WHAT YOU NEED TO DO — The lines from the start of the records through the one containing "# for every instance of the misty" are to be restated word for word; please include both ends.

EXTRACTED INFORMATION —
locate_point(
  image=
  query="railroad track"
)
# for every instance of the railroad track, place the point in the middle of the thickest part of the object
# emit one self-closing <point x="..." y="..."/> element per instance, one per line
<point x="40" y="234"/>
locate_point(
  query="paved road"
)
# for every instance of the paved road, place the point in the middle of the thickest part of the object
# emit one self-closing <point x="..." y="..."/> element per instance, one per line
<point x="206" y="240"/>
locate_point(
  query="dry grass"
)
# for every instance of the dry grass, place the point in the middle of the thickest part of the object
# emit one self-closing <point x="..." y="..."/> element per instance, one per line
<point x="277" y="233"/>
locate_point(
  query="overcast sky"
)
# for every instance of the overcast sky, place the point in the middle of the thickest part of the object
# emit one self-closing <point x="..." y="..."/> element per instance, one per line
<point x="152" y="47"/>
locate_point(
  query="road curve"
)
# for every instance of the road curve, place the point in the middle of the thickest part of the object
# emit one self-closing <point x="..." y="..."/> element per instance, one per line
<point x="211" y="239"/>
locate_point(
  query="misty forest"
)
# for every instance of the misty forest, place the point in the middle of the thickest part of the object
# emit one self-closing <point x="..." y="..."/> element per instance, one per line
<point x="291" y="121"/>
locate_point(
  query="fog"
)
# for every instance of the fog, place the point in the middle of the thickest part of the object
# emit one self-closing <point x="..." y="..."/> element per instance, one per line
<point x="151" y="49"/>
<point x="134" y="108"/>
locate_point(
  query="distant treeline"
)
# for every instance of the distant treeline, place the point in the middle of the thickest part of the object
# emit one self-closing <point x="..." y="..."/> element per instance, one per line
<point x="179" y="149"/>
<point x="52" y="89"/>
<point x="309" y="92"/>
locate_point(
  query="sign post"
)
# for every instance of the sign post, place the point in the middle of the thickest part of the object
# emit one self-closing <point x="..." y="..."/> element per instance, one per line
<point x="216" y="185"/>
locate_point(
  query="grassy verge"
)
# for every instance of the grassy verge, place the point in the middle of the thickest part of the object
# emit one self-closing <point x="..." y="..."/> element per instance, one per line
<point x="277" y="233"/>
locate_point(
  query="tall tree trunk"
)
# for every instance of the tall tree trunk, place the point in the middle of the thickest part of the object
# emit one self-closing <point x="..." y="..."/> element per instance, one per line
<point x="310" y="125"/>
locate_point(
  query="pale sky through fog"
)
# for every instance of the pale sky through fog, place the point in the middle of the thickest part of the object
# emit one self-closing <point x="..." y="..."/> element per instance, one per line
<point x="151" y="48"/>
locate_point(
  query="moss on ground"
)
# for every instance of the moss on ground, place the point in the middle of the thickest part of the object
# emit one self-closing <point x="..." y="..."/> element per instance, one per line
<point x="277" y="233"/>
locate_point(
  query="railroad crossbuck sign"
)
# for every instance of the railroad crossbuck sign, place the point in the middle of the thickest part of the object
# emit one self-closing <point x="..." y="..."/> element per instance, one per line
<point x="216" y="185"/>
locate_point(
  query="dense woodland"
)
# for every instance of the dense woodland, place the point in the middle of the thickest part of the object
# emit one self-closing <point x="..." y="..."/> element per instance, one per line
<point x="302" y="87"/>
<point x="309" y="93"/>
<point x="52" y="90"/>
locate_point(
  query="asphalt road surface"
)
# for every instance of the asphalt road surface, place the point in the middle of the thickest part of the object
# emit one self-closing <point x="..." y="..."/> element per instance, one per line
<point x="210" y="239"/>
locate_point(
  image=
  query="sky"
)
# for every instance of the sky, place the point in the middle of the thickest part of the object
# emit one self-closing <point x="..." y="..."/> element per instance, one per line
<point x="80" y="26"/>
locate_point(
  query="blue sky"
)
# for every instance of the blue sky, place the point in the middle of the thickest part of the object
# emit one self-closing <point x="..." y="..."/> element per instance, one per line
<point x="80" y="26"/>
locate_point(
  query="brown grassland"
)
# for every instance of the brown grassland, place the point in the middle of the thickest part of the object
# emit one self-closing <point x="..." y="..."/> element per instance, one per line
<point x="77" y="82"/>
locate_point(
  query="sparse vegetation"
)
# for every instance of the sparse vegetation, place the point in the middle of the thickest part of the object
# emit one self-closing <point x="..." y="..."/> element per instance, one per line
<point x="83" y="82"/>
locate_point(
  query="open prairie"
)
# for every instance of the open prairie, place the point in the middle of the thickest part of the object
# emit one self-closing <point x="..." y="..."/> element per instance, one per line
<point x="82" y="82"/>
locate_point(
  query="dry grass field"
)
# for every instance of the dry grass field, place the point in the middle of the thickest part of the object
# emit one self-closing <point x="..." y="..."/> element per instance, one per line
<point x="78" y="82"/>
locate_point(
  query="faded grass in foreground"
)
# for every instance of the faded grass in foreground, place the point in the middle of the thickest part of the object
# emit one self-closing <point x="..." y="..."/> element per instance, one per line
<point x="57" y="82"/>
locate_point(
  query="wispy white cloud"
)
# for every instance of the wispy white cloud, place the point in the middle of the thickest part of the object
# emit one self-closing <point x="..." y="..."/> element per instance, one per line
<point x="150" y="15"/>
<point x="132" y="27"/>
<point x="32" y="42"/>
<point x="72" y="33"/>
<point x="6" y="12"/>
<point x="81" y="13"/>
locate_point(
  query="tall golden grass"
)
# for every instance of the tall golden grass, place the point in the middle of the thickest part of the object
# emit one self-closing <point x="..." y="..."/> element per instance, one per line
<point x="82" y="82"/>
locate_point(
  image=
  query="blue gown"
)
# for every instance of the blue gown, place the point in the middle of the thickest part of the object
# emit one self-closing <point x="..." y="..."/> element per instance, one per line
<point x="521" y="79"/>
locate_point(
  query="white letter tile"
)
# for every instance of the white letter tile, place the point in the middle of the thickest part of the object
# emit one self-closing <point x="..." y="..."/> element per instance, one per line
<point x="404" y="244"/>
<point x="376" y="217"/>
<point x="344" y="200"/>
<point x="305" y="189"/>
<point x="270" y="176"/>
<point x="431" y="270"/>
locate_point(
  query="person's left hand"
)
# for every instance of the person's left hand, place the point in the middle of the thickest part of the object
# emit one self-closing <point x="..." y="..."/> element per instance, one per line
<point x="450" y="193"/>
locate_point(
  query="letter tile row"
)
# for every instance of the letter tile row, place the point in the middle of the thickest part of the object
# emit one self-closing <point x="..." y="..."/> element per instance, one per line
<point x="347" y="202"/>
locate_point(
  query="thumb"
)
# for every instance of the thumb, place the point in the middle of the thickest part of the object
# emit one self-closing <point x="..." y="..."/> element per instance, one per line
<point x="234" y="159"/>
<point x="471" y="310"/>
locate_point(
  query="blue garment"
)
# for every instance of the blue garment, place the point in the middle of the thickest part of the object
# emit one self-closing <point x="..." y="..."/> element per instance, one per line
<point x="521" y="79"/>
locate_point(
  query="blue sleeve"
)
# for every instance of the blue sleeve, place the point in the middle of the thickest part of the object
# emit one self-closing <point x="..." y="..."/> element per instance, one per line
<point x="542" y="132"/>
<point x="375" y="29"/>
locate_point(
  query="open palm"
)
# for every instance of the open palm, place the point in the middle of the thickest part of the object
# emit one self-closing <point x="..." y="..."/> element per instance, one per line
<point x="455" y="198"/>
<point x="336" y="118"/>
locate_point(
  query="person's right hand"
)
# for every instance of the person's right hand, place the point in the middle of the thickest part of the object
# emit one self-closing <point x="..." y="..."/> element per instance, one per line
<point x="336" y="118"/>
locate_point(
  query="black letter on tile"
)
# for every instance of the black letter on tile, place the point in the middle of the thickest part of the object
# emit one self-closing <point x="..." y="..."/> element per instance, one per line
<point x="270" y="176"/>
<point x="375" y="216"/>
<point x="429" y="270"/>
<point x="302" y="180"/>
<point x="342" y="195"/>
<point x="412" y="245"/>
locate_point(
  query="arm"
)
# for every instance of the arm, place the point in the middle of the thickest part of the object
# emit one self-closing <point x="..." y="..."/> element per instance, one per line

FINISHED EXERCISE —
locate_point(
  image=
  query="railroad track"
)
# for every instance of the railroad track, place the point in the middle of the thickest part of the object
# emit one self-closing <point x="..." y="..."/> element per instance, one per line
<point x="40" y="234"/>
locate_point(
  query="paved road"
)
# for every instance of the paved road, place the point in the middle of the thickest part of the object
# emit one self-closing <point x="..." y="..."/> element per instance, one per line
<point x="206" y="240"/>
locate_point(
  query="dry grass"
)
# for every instance of the dry grass, place the point in the middle of the thickest part of the object
# emit one self-closing <point x="..." y="..."/> element per instance, one per line
<point x="277" y="233"/>
locate_point(
  query="overcast sky"
)
# for every instance of the overcast sky, place the point in the middle of the thickest part of the object
# emit one self-closing <point x="..." y="..."/> element per instance, one per line
<point x="152" y="47"/>
locate_point(
  query="road curve"
)
# for every instance of the road curve, place the point in the middle of the thickest part of the object
# emit one self-closing <point x="..." y="..."/> element per instance, one per line
<point x="211" y="239"/>
locate_point(
  query="misty forest"
)
# for every instance of the misty forest, place the point in the middle of the thickest part of the object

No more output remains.